> **PROBLEM STATEMENT**: From the material below, select every line that contains the word "round". Uppercase and lowercase letters count as different.

# start of SOURCE DATA

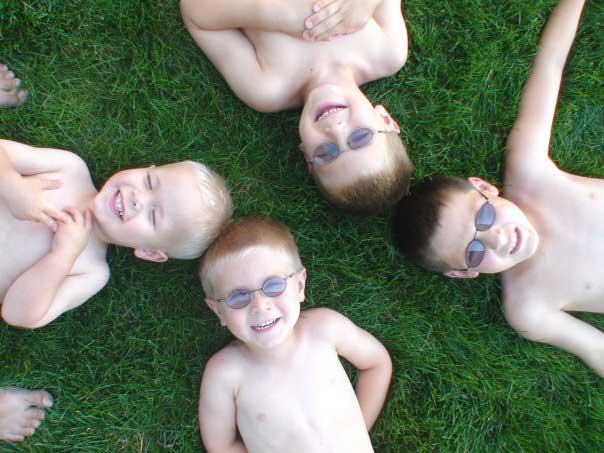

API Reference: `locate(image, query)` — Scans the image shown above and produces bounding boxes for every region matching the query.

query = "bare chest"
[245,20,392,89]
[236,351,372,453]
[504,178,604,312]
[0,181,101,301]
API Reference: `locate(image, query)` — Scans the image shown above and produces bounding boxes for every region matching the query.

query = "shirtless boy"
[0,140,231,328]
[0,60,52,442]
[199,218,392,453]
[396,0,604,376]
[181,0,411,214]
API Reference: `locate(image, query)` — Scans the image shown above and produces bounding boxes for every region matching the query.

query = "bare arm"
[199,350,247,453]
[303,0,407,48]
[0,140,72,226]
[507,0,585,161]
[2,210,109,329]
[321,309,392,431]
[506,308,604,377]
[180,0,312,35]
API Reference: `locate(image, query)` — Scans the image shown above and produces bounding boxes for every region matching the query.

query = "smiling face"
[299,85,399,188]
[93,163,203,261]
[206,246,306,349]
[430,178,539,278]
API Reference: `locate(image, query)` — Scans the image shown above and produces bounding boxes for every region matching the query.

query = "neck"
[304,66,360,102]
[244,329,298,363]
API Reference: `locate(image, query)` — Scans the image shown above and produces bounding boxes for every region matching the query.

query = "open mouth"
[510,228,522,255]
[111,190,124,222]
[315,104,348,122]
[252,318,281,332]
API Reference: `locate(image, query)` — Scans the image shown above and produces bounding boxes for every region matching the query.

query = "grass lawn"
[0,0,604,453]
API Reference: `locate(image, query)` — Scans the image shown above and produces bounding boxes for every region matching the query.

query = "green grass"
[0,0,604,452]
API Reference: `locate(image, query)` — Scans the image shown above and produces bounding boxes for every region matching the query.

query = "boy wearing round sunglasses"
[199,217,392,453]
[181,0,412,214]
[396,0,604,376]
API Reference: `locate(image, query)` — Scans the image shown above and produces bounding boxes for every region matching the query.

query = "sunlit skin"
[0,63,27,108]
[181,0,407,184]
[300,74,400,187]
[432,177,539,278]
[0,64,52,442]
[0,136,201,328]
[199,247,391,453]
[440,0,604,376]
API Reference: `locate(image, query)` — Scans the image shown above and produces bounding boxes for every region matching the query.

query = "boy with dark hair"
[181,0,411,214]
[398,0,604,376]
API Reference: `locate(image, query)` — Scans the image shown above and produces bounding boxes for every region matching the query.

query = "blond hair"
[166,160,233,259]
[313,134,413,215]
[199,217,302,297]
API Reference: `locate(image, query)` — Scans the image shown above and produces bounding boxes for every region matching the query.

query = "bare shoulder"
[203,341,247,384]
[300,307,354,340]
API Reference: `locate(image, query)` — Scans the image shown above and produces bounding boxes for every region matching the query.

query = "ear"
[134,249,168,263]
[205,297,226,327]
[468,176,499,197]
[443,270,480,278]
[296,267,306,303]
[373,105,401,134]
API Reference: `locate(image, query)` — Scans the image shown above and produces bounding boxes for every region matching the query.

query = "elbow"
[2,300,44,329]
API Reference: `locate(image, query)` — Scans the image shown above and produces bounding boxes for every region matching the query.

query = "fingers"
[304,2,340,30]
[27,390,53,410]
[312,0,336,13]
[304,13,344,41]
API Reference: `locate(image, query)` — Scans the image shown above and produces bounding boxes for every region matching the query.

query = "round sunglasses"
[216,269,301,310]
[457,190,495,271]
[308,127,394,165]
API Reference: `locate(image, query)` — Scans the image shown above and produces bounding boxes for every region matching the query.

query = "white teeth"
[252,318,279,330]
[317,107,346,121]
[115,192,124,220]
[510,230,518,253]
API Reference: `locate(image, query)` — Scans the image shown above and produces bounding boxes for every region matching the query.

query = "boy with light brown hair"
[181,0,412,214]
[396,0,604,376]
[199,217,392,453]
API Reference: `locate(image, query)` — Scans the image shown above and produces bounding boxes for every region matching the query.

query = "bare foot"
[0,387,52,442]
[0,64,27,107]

# end of SOURCE DATA

> **OUTPUT OF THE TASK**:
query = "boy wearing round sunglasses"
query = "round sunglasses"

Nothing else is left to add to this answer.